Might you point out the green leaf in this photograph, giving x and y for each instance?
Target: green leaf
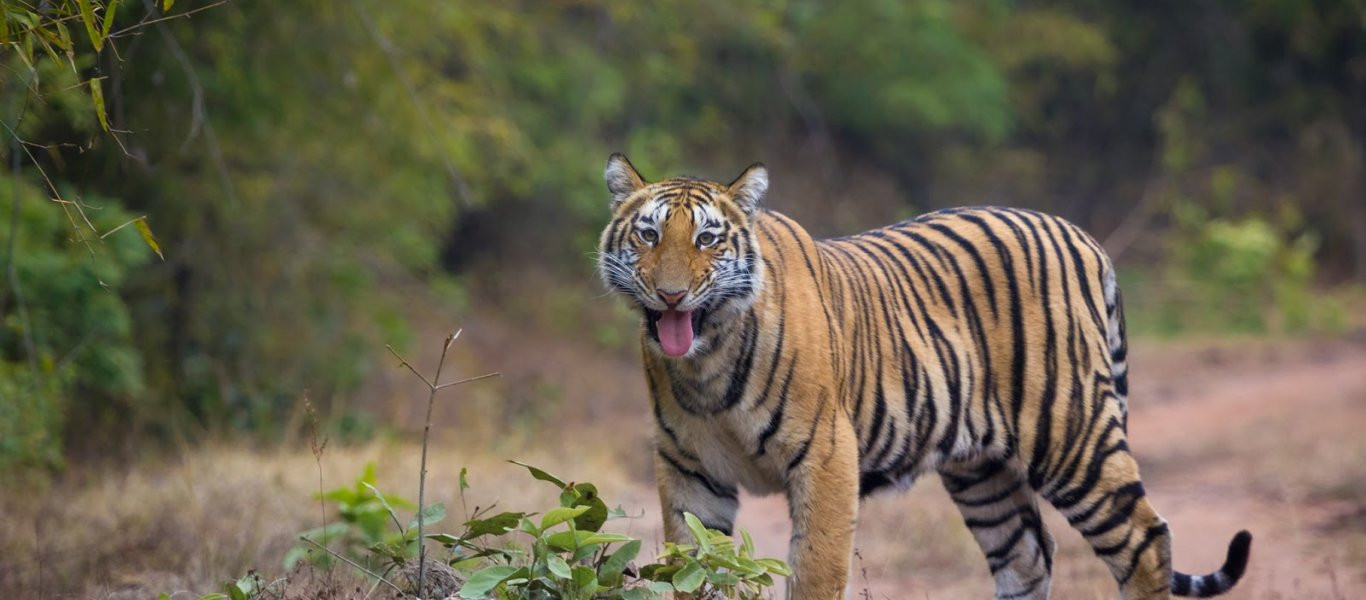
(142, 224)
(616, 563)
(556, 565)
(704, 540)
(444, 539)
(566, 540)
(430, 514)
(541, 474)
(97, 96)
(482, 581)
(495, 525)
(723, 578)
(585, 581)
(689, 578)
(235, 592)
(88, 18)
(108, 17)
(776, 566)
(597, 513)
(559, 515)
(383, 500)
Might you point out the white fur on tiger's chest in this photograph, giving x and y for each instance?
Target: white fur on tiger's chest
(730, 459)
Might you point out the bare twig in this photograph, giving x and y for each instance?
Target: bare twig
(405, 362)
(124, 224)
(353, 563)
(433, 387)
(146, 22)
(467, 380)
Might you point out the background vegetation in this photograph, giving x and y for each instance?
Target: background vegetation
(324, 175)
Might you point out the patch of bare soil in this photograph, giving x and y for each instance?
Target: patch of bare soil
(1268, 438)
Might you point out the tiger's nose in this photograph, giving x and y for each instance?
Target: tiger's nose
(671, 297)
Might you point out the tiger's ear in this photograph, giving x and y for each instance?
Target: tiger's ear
(747, 189)
(622, 178)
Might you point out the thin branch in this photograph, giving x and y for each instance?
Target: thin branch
(426, 431)
(351, 563)
(146, 22)
(116, 228)
(405, 362)
(467, 380)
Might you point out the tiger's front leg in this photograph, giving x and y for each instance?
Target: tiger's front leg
(686, 488)
(823, 500)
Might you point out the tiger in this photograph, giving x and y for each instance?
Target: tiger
(985, 345)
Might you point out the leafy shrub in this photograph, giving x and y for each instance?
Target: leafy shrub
(64, 332)
(559, 554)
(1249, 275)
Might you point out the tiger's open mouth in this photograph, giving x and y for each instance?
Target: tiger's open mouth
(674, 330)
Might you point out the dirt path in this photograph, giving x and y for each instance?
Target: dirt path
(1262, 439)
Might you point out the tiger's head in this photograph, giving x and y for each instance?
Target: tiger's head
(683, 250)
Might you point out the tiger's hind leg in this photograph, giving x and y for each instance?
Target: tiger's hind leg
(1104, 499)
(1001, 511)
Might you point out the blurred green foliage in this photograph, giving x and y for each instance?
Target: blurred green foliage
(63, 338)
(313, 167)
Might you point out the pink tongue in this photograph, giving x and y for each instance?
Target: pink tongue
(675, 328)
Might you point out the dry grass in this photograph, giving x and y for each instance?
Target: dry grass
(215, 513)
(1268, 438)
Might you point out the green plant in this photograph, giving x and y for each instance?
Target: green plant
(559, 554)
(571, 558)
(364, 533)
(715, 566)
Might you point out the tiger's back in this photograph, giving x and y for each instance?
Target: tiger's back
(974, 332)
(982, 343)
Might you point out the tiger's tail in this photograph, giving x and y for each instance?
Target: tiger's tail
(1241, 547)
(1118, 341)
(1221, 580)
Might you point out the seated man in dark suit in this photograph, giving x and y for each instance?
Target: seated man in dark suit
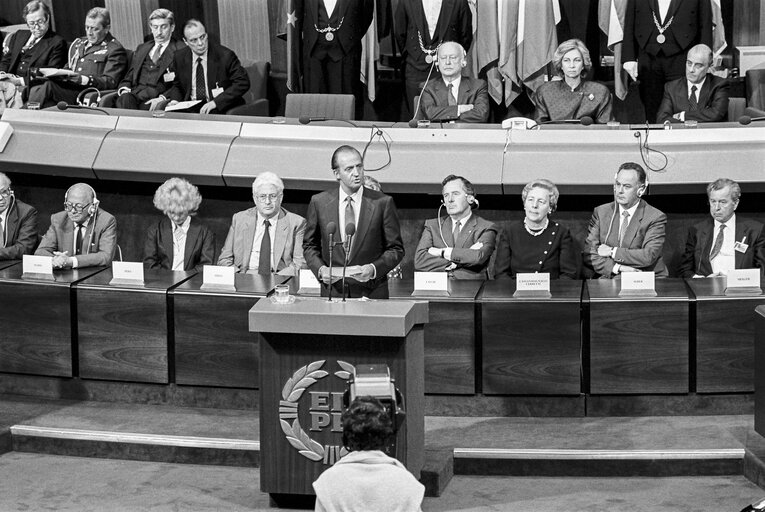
(38, 47)
(206, 72)
(97, 61)
(376, 247)
(699, 96)
(462, 243)
(83, 235)
(151, 70)
(453, 96)
(18, 224)
(723, 242)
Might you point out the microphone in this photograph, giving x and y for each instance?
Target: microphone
(331, 229)
(62, 105)
(350, 230)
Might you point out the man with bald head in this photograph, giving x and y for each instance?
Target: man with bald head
(18, 224)
(83, 235)
(454, 96)
(699, 96)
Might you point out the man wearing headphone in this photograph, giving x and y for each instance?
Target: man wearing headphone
(83, 235)
(626, 235)
(462, 243)
(18, 224)
(453, 96)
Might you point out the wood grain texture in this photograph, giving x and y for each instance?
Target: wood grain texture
(213, 344)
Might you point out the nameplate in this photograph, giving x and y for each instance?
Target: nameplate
(638, 284)
(431, 283)
(218, 278)
(532, 285)
(743, 282)
(309, 285)
(127, 273)
(37, 267)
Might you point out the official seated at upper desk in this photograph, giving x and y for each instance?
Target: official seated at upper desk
(626, 235)
(83, 235)
(462, 243)
(537, 244)
(266, 238)
(572, 97)
(97, 61)
(38, 47)
(18, 224)
(151, 70)
(205, 72)
(178, 241)
(723, 242)
(454, 96)
(699, 96)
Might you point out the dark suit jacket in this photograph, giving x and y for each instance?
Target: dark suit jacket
(223, 70)
(102, 237)
(471, 263)
(198, 251)
(692, 24)
(377, 241)
(48, 52)
(699, 245)
(434, 103)
(455, 23)
(713, 100)
(644, 239)
(20, 231)
(356, 16)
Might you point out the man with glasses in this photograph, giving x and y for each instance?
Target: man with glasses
(151, 70)
(453, 96)
(83, 235)
(18, 224)
(96, 61)
(267, 238)
(207, 73)
(38, 47)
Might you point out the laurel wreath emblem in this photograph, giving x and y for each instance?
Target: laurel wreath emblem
(293, 389)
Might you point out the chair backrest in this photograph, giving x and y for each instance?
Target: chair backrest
(331, 106)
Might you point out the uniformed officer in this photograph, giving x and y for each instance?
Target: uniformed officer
(97, 60)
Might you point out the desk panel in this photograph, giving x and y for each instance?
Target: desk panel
(213, 343)
(123, 330)
(638, 345)
(531, 346)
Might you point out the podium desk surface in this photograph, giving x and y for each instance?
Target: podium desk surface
(155, 281)
(253, 285)
(607, 290)
(355, 317)
(502, 290)
(459, 291)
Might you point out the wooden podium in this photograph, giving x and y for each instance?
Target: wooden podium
(307, 352)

### [PROBLEM REQUIREMENTS]
Output the lines of the material starting at the line containing "Might you point out the chair" and ending at the material's last line, both included.

### [SOLUTION]
Might you point out the chair backrest in this photograph, giving x and y for each instance?
Target: chair backrest
(331, 106)
Might you point out the uniformed officer in this photograph, giving x and y for each instance?
Target: uniformed officer
(97, 60)
Might you point out the desk panel in this photograph, giving x and y for each instance?
Target: desk panel
(213, 343)
(123, 330)
(638, 345)
(531, 346)
Might you point out the podium desk surface in this photograph, giving x and y for each instance?
Target: podium desk surface
(155, 281)
(253, 285)
(607, 290)
(355, 317)
(502, 290)
(459, 291)
Might you point out the wooden podium in this photograph, giving x and y for each instance?
Target: wooden podium
(307, 352)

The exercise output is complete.